Data entries:

================================

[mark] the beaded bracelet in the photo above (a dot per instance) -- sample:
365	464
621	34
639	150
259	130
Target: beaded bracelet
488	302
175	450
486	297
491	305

================================

• _What you should do_
Every line above should be duplicated exactly as it stands.

• _Solution to the exercise_
[mark] the beaded bracelet in the photo above (a dot per instance) -- sample:
365	464
621	34
639	150
259	130
Target: beaded bracelet
488	302
175	450
486	297
491	305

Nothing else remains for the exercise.